Monday, January 3, 2011

Wants, wishes and necessities...

We're carefully tiptoeing into the world of real estate.

No, please don't sit by the mailbox anxiously expecting a "we've moved!" card. I said CAREFULLY! We're in no hurry, and the housing market is kinda funktastic right now anyway. While I've been looking for years (and B too), our lives were never solid enough to seriously look. Now they are...

And let me tell ya, this whole house thing? Interesting.

First of all, it's incredibly intimidating to think that I'm entering a payback contract that obligates me to pay at least x amount for the next 30 years. Now, I'm working (right now) on reaching my 30th year in 11 months, so for me, the time frame is quantified by me scarily saying to myself: any memory you have.... you'd have to pay x amount that month. Talk about making you stop and think.

But yet, secondly, B and I have student loans. So while the 30 years is intimidating and the amount is more, we're not incredibly floored by the prospect of a mortgage. Don't get me wrong, we're not nilly-willy about the process and the mortgage. But we know that we take loans seriously, pay them back (usually too much so the loan ends early), and we won't get in over our heads.

And that takes us to our final category: Where do we live? While we've narrowed down the geographic scope to certain areas of town, we do find ourselves thinking "What do we want for 30 years?" We don't want a flipper house. We want something big enough to accommodate ourselves, our family, and our foreseeable needs. We don't ever want to feel pressured to move because of something with our house.

That said, we've been presented with interesting things. Do we want a gorgeous, historical (as in, significant to our town's history) house that is huge but has a tiny backyard but is in an amazing neighborhood? How much will our children someday want to use that yard? In Oregon, you can only plan on really being outside a LOT from about mid-May to September. Then the mud hits. Will having a smaller yard mean we do more things as a family outside of the house? It's big enough to have a treehouse and those sort of things, so there would be fun child space. I'm not so worried about gardening because our town has a great community garden system. So, there will always be that to go to and be busy outside.

On the reverse end of things, if we go to the countryside, we'll be much more isolated, possibly over our heads with too much land, and stuck in not as great school districts. But, we'll have a lot of room to roam.

Do we want an old house or new house? Do we want one that needs cosmetic improvements? And don't even get me started about property tax.

Records from a data source
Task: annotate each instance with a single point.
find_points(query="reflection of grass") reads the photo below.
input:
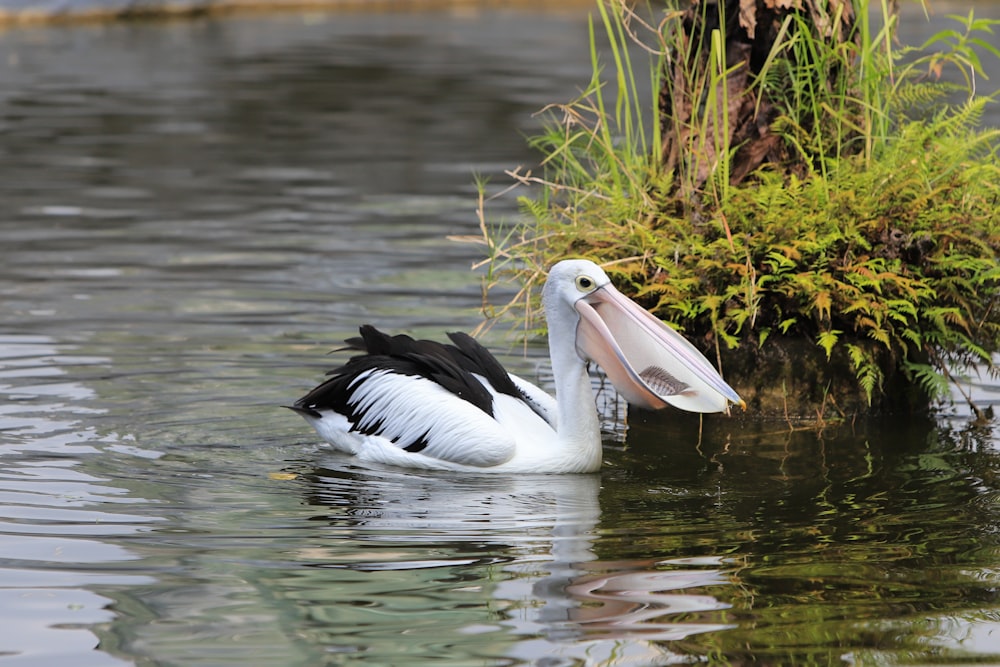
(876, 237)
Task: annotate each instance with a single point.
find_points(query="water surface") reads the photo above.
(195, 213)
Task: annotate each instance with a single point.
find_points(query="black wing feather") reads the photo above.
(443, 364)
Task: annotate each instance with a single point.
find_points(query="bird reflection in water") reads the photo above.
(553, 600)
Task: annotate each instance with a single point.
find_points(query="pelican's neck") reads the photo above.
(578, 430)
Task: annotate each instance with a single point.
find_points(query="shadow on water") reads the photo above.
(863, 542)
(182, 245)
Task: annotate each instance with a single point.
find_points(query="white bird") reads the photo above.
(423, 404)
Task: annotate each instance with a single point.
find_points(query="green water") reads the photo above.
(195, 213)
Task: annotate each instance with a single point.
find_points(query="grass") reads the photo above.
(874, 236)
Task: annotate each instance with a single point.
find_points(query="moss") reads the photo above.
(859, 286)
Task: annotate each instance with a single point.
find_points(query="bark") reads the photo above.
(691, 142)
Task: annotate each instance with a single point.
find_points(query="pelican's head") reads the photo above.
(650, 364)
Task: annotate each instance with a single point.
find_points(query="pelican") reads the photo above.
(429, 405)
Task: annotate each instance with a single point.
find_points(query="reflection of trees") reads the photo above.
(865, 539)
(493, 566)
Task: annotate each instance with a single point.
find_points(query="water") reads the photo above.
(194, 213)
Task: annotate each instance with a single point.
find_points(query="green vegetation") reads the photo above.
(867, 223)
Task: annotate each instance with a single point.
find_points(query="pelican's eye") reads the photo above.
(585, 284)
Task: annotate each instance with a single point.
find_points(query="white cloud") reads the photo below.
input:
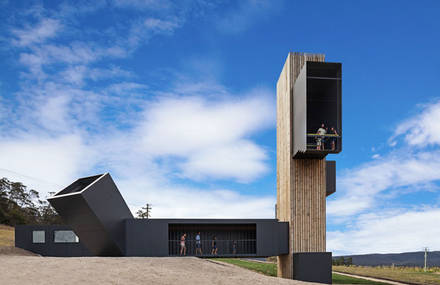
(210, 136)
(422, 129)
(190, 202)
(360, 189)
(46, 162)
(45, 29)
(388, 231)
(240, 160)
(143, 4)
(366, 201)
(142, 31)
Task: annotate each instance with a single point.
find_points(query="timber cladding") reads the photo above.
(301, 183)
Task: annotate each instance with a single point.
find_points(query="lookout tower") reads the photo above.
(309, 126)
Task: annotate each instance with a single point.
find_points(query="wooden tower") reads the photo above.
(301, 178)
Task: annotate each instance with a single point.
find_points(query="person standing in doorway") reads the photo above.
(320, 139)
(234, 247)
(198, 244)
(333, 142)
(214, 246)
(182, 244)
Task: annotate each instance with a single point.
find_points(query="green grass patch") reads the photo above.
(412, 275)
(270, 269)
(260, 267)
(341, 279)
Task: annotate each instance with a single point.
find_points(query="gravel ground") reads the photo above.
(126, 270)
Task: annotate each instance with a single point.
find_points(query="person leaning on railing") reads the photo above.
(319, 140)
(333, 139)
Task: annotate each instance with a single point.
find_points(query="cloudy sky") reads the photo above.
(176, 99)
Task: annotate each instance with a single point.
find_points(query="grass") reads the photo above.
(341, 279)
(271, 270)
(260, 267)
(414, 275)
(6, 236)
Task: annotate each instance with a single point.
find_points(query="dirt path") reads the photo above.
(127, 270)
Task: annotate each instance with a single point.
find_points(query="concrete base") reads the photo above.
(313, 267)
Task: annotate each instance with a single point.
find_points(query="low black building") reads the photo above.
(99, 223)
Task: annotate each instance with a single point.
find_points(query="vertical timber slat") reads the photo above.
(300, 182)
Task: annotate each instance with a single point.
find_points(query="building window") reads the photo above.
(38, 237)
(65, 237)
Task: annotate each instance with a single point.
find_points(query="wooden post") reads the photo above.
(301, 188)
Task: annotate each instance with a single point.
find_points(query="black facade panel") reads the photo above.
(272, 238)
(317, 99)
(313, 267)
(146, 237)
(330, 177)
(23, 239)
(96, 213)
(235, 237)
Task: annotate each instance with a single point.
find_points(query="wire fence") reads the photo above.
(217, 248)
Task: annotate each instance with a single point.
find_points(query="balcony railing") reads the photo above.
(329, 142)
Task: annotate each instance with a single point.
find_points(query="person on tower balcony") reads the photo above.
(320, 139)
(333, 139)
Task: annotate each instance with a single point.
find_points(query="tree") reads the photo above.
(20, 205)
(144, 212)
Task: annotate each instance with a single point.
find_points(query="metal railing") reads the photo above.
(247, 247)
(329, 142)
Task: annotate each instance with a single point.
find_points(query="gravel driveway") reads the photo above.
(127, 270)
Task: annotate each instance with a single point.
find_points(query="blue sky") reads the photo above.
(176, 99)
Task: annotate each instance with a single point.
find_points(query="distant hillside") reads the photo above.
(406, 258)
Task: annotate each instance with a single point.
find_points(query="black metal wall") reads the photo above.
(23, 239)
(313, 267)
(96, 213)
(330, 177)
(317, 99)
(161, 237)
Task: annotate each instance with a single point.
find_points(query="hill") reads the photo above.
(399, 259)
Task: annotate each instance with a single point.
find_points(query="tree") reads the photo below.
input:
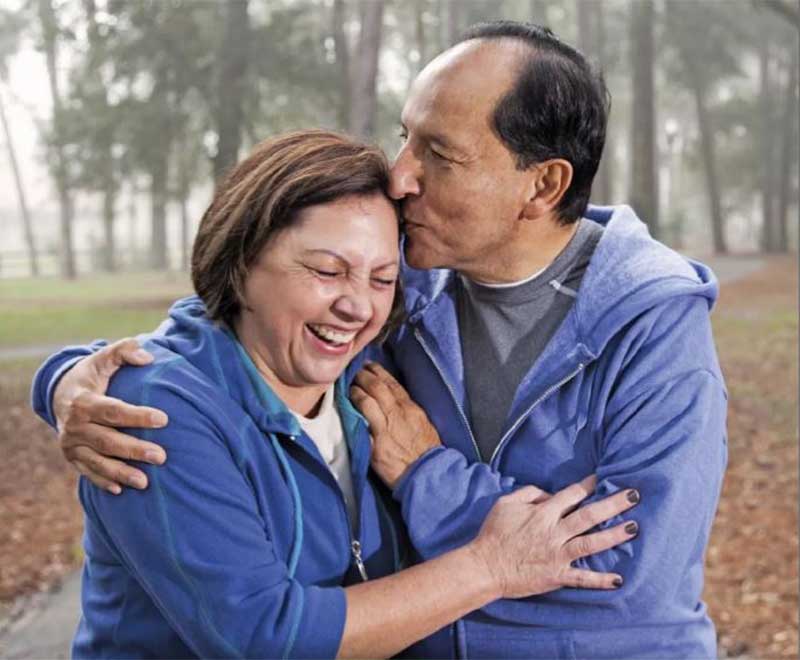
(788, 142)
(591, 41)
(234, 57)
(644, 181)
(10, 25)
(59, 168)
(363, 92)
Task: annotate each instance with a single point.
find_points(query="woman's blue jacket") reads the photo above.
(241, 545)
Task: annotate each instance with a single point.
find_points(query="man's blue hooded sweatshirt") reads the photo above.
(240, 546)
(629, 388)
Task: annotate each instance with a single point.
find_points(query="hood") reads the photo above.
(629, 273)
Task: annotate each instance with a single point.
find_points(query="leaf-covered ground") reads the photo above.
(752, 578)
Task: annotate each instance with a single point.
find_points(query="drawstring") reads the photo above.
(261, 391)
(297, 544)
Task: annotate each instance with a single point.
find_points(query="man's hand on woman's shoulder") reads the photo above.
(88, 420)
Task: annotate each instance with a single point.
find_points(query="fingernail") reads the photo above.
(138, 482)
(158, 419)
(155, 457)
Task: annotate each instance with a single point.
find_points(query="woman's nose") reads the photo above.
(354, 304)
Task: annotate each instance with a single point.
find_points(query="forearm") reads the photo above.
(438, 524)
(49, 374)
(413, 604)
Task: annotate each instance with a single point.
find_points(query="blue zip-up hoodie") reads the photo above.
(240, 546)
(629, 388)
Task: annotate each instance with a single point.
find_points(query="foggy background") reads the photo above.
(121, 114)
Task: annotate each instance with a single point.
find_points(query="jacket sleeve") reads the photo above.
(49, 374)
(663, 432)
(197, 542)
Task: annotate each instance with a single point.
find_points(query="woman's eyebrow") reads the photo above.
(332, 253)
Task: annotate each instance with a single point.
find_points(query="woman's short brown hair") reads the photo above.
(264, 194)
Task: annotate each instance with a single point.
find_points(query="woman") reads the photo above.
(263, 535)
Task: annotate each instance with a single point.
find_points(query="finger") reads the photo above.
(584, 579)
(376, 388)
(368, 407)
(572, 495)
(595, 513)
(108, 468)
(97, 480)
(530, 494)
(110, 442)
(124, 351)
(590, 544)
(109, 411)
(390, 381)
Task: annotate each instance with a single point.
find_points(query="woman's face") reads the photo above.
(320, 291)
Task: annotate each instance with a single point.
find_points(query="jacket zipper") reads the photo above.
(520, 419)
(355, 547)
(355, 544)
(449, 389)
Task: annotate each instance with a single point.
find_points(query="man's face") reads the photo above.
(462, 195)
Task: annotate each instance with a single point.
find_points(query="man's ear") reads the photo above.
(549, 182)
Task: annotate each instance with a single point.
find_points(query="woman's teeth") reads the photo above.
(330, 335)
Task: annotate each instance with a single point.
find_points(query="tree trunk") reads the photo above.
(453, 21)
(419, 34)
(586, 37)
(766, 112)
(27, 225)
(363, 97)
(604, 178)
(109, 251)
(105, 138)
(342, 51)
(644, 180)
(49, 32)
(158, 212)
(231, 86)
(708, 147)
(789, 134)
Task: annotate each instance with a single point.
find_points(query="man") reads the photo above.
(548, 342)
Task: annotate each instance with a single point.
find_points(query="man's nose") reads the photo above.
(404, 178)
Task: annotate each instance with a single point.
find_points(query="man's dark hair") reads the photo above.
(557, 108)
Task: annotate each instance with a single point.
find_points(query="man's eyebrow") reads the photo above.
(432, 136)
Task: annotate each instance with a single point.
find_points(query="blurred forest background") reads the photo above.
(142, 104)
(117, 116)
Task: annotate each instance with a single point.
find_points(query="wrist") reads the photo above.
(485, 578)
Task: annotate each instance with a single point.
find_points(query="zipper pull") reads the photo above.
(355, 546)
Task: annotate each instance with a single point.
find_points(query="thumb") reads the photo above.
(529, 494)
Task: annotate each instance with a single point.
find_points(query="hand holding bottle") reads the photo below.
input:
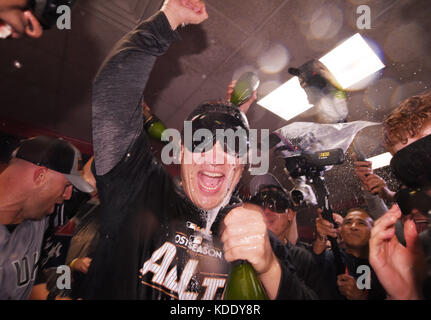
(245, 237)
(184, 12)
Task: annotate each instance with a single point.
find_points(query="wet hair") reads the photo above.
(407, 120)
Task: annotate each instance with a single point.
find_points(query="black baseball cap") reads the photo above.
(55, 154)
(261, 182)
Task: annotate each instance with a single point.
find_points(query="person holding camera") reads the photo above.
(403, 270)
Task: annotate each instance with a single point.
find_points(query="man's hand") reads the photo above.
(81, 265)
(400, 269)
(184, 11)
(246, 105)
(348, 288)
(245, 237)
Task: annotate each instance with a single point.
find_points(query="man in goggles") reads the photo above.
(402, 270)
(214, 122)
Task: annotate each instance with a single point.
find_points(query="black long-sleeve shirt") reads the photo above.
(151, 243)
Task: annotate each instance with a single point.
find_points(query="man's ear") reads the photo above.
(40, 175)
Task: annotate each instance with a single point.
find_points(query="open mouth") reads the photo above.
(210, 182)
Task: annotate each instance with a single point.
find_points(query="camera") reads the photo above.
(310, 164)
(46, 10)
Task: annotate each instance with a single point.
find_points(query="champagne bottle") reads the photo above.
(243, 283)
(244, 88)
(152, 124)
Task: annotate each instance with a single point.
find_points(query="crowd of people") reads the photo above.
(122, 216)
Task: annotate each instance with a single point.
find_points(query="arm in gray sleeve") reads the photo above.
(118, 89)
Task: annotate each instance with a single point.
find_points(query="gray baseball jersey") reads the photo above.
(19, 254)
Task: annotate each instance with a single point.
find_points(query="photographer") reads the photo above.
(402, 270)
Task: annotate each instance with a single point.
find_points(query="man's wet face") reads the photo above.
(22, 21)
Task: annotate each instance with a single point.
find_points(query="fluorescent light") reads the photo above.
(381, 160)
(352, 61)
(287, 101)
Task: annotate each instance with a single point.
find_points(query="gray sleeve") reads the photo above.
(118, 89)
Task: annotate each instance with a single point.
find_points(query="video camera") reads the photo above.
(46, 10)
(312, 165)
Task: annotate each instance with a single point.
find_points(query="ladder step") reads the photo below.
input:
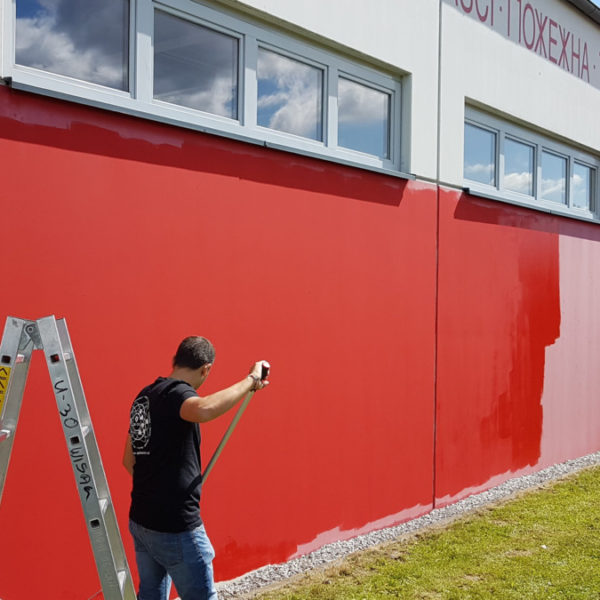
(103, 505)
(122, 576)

TASK SET:
1. In the house-hunting blog post, during what part of the year can people in Oregon plan on being outside a lot?
2. Print the part of the house-hunting blog post from "Wants, wishes and" up to and including "house thing? Interesting.".
The records stand apart from the blog post as separate material.

ANSWERS TO THE EXERCISES:
1. From about mid-May to September.

2.
Wants, wishes and necessities...

We're carefully tiptoeing into the world of real estate.

No, please don't sit by the mailbox anxiously expecting a "we've moved!" card. I said CAREFULLY! We're in no hurry, and the housing market is kinda funktastic right now anyway. While I've been looking for years (and B too), our lives were never solid enough to seriously look. Now they are...

And let me tell ya, this whole house thing? Interesting.